> _Required task A_:
Answer these about the article on help-Japan designs:
(i) What did the Threadless contest offer in money and goods?
(ii) What pattern does the Zac Neulieb Prints design lay over the red sun?
(iii) Who designed the Linkin Park T-shirt, and what does it show?
> _Required task B_: Repeat the part of the article starting with "Each of these" and going on through "covers, for instance.", word for word.

> _Reading text_:

+++

Of course you're concerned about the well-being of the Japanese people in the wake of the earthquake, tsunami, and still-unfolding nuclear crisis. But do you have the tastefully designed products to prove it?
It's an ugly question, sure, but one that's becoming hard to avoid, given the onslaught of help-Japan posters, T-shirts, and so on and so on, popping up all over the Web. Even Threadless, the T-shirt company famous for its crowdsourced designs, got into the creativity-for-a-cause market by way of a contest offering $500, a gift certificate, and the promise that the winning design would "help Japan rise from the rubble." In short, we're seeing enough examples of this emergent genre of concern-expression to fill a small gallery—or rather, a boutique.
And what's wrong with that? Well, whenever charitable effort manifests itself in the marketplace, it makes people uneasy or, in the case of Microsoft's tweet-about-Japan campaign, upset. Do we need a trendy object to signal that we've acted on our concern? Should empathy really be channeled through our taste in design? Does this design surge suggest that "helping Japan" is merely some kind of meme to get in on, before the next thing to hit the cool-product blogs makes it passé? Is there a connection, or a tension, between doing good and selling good stuff?
First, let's consider the stuff. The central visual motif that help-Japan designers have glommed onto is the famous red sun symbol from the country's flag. A print by W+K Studio (connected to famous ad agency Wieden + Kennedy) mixes the red disc with the similarly iconic Red Cross plus sign, reversed out in white. (It's offered in exchange for a $25 donation or more, which the studio says it will pass along to the American Red Cross.) Another design, from Zac Neulieb Prints, puts the red sun on a black background and overlays a seismograph pattern. (This goes for $22.50, proceeds going, again, to the American Red Cross.) Posters by Halifax-based designer James White show the disc cracked, hovering over the words "Help Japan." (They're $29.99; he's giving money to the Canadian Red Cross.) A notable entry in the Threadless contest depicts the sun symbol marred by a kind of crater.
Each of these efforts is impressive in its way, though I doubt any of them will be lasting artifacts. Then again, I don't think they were really intended to be. Recontextualizing a familiar icon with a visual tweak referencing current events is an approach that aims very specifically to communicate urgency: Act now, not later. Some of these images would be solid magazine covers, for instance.
Not everybody has turned to the sun symbol. This $20 Salvation Army T-shirt by a designer calling himself Hydro74 puts Japanese characters across an intricately embellished version of the organization's famous shield logo; it's translated, somewhat weirdly, as "Save World Army," according to the online store listing. (Side note: I was previously unaware that the Salvation Army sells a variety of T's featuring Hot Topic-style remixes of its branding.) One of the $25 T-shirts sold by band Linkin Park, designed by guitarist and vocalist Mike Shinoda, features an origami butterfly. The many Threadless entries included visuals ranging from giant robots to bandaged hearts.

+++

> _Supplied material_:
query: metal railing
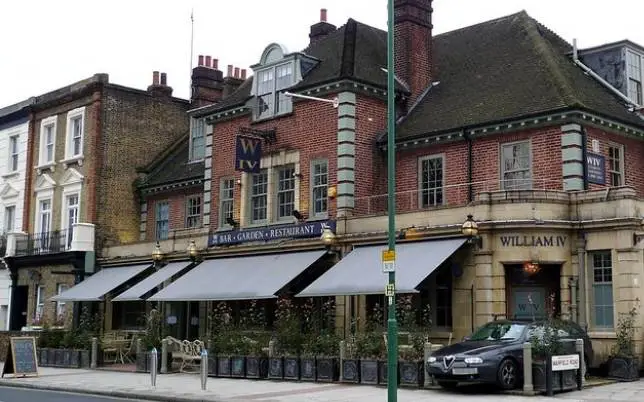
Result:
[16,229,74,256]
[353,178,563,216]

+++

> _Exercise response A_:
(i) $500 and a gift certificate
(ii) A seismograph pattern
(iii) Mike Shinoda, the band's guitarist and vocalist; it shows an origami butterfly.

> _Exercise response B_:
Each of these efforts is impressive in its way, though I doubt any of them will be lasting artifacts. Then again, I don't think they were really intended to be. Recontextualizing a familiar icon with a visual tweak referencing current events is an approach that aims very specifically to communicate urgency: Act now, not later. Some of these images would be solid magazine covers, for instance.